**GOAL:**
Copy every line of the listing below, requests included, and multiply each coordinate in the answers by 2.25, rounding to whole numbers with halves rounded up. Leave the pictures out of your answer.

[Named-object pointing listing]
* * * *

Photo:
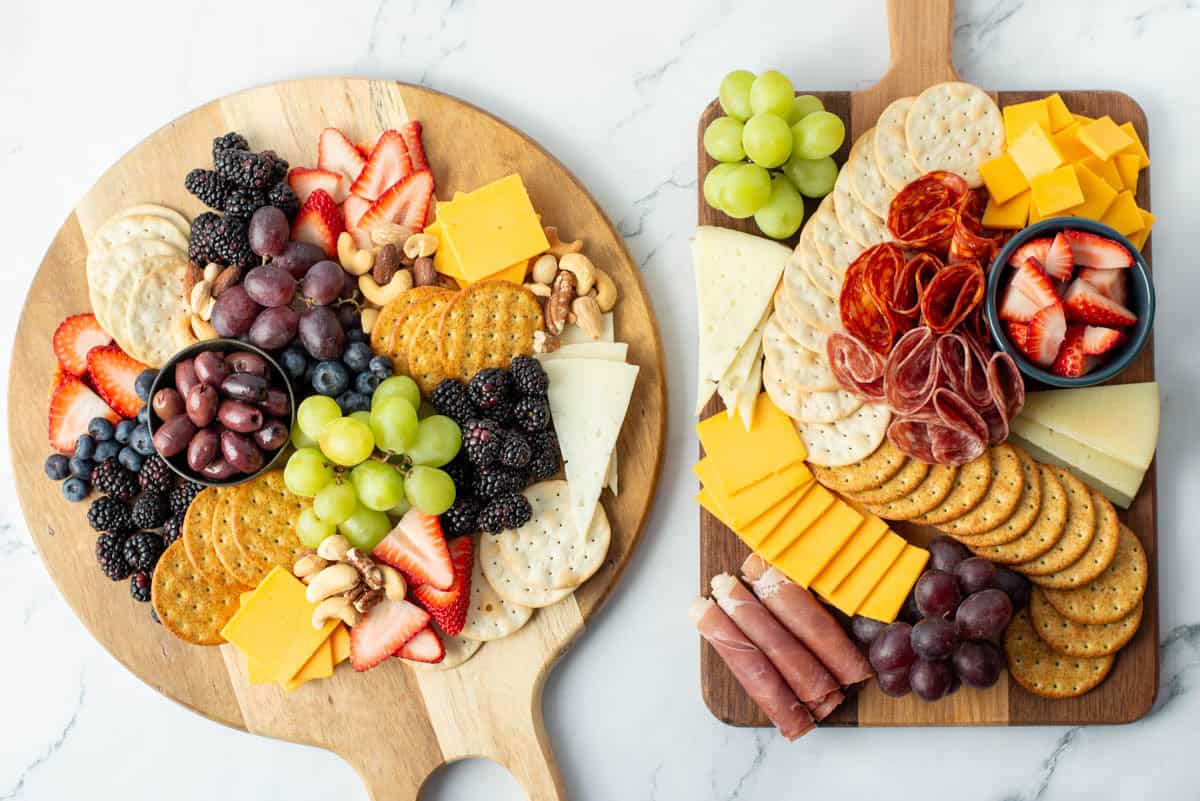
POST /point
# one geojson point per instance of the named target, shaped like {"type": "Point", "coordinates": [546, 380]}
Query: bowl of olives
{"type": "Point", "coordinates": [221, 411]}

* * * *

**TASK RESULT:**
Photo:
POST /point
# one geojson point per instance of the named target, shaped like {"type": "Point", "coordinates": [546, 380]}
Query: bowl of olives
{"type": "Point", "coordinates": [497, 925]}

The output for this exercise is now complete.